QUOTED PASSAGE

A study by Bitcoin mining firm Genesis Mining has shown that a startling number of US citizens have no idea about how their financial system works. A whopping 29 percent of respondents said they thought the US dollar is still backed entirely by gold.

The study’s findings highlight just how little is really known by the general public about the nature of modern banking. If education about finance proliferates, the value of Bitcoin as these hardest form of money in history might become apparent to more individuals.

Is Lack of Knowledge About Modern Banking Holding back Bitcoin Adoption?

The study, conducted by Genesis Mining, is titled “Perceptions of Money and Banking in the United States 2019.” It sought to discover just how much the general public knows about the way the Federal Reserve and wider banking system operates. The 1,000 respondents were asked a series of 23 questions about US banking on September 19 this year.

Knowledge of key details of the operation of central banks is sorely missing.

The study, detailed in a press release published earlier today, states that a massive 29 percent of individuals believe that the US dollar is still backed by gold reserves as it was in the early 20th century. This is not the only huge misconception many of those asked held about the US financial system though.

EXTRACTED RECORDS
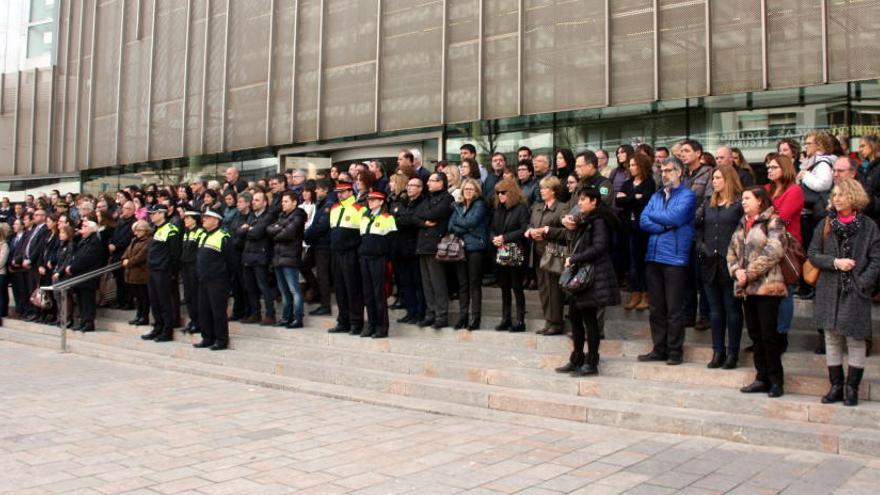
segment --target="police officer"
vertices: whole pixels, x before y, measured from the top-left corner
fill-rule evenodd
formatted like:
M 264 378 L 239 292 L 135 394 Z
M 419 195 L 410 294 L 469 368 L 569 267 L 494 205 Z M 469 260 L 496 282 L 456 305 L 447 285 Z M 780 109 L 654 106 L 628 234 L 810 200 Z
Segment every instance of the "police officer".
M 202 341 L 193 347 L 222 351 L 229 347 L 229 280 L 238 267 L 232 239 L 220 228 L 223 215 L 207 209 L 202 218 L 205 235 L 199 240 L 196 271 L 199 278 L 199 327 Z
M 189 313 L 189 323 L 183 333 L 199 331 L 199 290 L 196 276 L 196 251 L 205 236 L 205 229 L 199 225 L 202 214 L 198 211 L 183 213 L 183 243 L 180 249 L 180 276 L 183 278 L 183 300 Z
M 355 203 L 350 182 L 336 185 L 339 202 L 330 208 L 330 250 L 333 253 L 333 289 L 339 315 L 330 333 L 360 334 L 364 326 L 364 298 L 358 246 L 365 208 Z
M 144 340 L 169 342 L 174 340 L 174 319 L 172 310 L 172 273 L 180 264 L 180 229 L 168 222 L 168 207 L 157 204 L 150 209 L 150 221 L 156 232 L 147 248 L 147 269 L 149 279 L 150 309 L 153 312 L 153 330 L 141 335 Z
M 361 337 L 388 337 L 388 299 L 385 296 L 385 268 L 397 224 L 385 208 L 385 194 L 372 191 L 367 195 L 368 211 L 361 217 L 361 278 L 367 306 L 367 328 Z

REQUIRED ACTIONS
1. According to the article on the Genesis Mining study, how many respondents took part in the study?
2. Rewrite the stretch of the article on the Genesis Mining study from "The study, conducted" through "financial system though.", replacing "Federal Reserve" with "Fed".
The rows come from a separate source and are not part of the article on the Genesis Mining study.

TASK-BY-TASK SOLUTIONS
1. 1,000 respondents took part in the study.

2.
The study, conducted by Genesis Mining, is titled “Perceptions of Money and Banking in the United States 2019.” It sought to discover just how much the general public knows about the way the Fed and wider banking system operates. The 1,000 respondents were asked a series of 23 questions about US banking on September 19 this year.

Knowledge of key details of the operation of central banks is sorely missing.

The study, detailed in a press release published earlier today, states that a massive 29 percent of individuals believe that the US dollar is still backed by gold reserves as it was in the early 20th century. This is not the only huge misconception many of those asked held about the US financial system though.